Supplied material: Begin
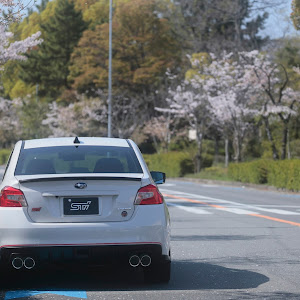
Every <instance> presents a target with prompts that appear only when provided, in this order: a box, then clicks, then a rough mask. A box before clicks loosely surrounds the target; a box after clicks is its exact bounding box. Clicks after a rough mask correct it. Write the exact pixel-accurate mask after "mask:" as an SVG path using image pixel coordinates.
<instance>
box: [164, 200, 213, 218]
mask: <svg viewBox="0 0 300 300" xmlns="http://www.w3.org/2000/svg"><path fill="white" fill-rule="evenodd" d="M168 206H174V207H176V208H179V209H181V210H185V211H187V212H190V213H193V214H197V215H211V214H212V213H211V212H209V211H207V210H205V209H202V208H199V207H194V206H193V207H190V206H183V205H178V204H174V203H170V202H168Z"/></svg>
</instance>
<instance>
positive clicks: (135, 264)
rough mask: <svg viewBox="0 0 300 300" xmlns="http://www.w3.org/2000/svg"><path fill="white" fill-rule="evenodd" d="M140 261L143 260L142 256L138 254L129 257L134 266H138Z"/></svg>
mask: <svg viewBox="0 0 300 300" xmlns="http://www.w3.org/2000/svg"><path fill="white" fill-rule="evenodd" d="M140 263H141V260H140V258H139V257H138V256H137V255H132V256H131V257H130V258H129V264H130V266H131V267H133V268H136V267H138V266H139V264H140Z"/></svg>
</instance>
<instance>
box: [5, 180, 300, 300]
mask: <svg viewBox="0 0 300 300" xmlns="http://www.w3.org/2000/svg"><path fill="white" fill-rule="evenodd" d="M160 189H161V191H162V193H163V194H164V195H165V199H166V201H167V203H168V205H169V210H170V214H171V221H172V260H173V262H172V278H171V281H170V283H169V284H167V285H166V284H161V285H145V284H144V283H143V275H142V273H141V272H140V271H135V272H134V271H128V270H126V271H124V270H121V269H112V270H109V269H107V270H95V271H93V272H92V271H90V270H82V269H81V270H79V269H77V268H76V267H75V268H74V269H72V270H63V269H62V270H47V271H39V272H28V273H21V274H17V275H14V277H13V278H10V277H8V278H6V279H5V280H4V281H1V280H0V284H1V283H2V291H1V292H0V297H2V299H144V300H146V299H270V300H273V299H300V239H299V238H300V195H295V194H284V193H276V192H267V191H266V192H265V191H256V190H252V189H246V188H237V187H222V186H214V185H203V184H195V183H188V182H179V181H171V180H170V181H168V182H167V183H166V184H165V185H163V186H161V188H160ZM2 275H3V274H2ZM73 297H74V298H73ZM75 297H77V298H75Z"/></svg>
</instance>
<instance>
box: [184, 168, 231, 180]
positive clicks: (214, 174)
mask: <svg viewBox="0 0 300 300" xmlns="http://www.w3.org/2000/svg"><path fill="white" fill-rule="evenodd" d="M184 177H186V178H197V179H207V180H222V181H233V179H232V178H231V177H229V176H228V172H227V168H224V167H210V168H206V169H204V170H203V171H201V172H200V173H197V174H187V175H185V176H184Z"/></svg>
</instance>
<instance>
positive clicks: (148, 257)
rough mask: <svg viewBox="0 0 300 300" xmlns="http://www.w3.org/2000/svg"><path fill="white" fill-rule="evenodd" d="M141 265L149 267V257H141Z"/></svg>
Supplied material: End
• Task to complete: The required output is each line above restated verbatim, with all images omitted.

• Task answer:
Every <instance> presents a target with prompts that appear only when provided, in this order: a box, then clicks, then a rough mask. A box before clicks loosely surrounds the target; a box after clicks is its exact bounding box. Clicks after a rough mask correct it. Write the exact pixel-accurate mask after "mask:" as an SVG path using image pixel coordinates.
<instance>
box: [164, 200, 213, 218]
mask: <svg viewBox="0 0 300 300" xmlns="http://www.w3.org/2000/svg"><path fill="white" fill-rule="evenodd" d="M168 206H174V207H176V208H179V209H181V210H185V211H187V212H190V213H193V214H197V215H211V214H212V213H211V212H209V211H207V210H205V209H202V208H199V207H194V206H193V207H190V206H183V205H178V204H174V203H170V202H168Z"/></svg>
</instance>
<instance>
positive clicks: (135, 264)
rough mask: <svg viewBox="0 0 300 300" xmlns="http://www.w3.org/2000/svg"><path fill="white" fill-rule="evenodd" d="M140 261L143 260L142 256L138 254L129 257L134 266H138Z"/></svg>
mask: <svg viewBox="0 0 300 300" xmlns="http://www.w3.org/2000/svg"><path fill="white" fill-rule="evenodd" d="M140 263H141V260H140V258H139V257H138V256H137V255H132V256H131V257H130V258H129V264H130V266H131V267H133V268H136V267H138V266H139V264H140Z"/></svg>
</instance>
<instance>
box: [5, 180, 300, 300]
mask: <svg viewBox="0 0 300 300" xmlns="http://www.w3.org/2000/svg"><path fill="white" fill-rule="evenodd" d="M160 189H161V191H162V193H163V194H164V195H165V199H166V201H167V203H168V205H169V210H170V214H171V221H172V260H173V262H172V278H171V281H170V283H169V284H167V285H166V284H161V285H145V284H144V283H143V275H142V273H141V272H140V271H135V272H134V271H128V270H126V271H124V270H121V269H112V270H109V269H107V270H95V271H93V272H92V271H90V270H82V269H81V270H79V269H77V268H76V267H75V268H74V269H72V270H63V269H62V270H47V271H39V272H28V273H21V274H17V275H14V277H13V278H10V277H8V278H6V279H5V280H4V281H1V280H0V284H1V283H2V291H1V292H0V297H2V299H144V300H146V299H270V300H273V299H300V239H299V238H300V195H295V194H284V193H276V192H267V191H266V192H265V191H256V190H252V189H246V188H237V187H222V186H214V185H203V184H195V183H188V182H179V181H171V180H170V181H168V182H167V183H166V184H165V185H163V186H161V188H160ZM2 275H3V274H2ZM73 297H74V298H73ZM75 297H77V298H75Z"/></svg>
</instance>
<instance>
box: [184, 168, 231, 180]
positive clicks: (214, 174)
mask: <svg viewBox="0 0 300 300" xmlns="http://www.w3.org/2000/svg"><path fill="white" fill-rule="evenodd" d="M184 177H186V178H197V179H207V180H222V181H233V179H232V178H231V177H229V176H228V172H227V168H224V167H210V168H206V169H204V170H203V171H201V172H200V173H197V174H187V175H185V176H184Z"/></svg>
</instance>
<instance>
positive clicks: (148, 257)
rough mask: <svg viewBox="0 0 300 300" xmlns="http://www.w3.org/2000/svg"><path fill="white" fill-rule="evenodd" d="M141 265L149 267V257H141Z"/></svg>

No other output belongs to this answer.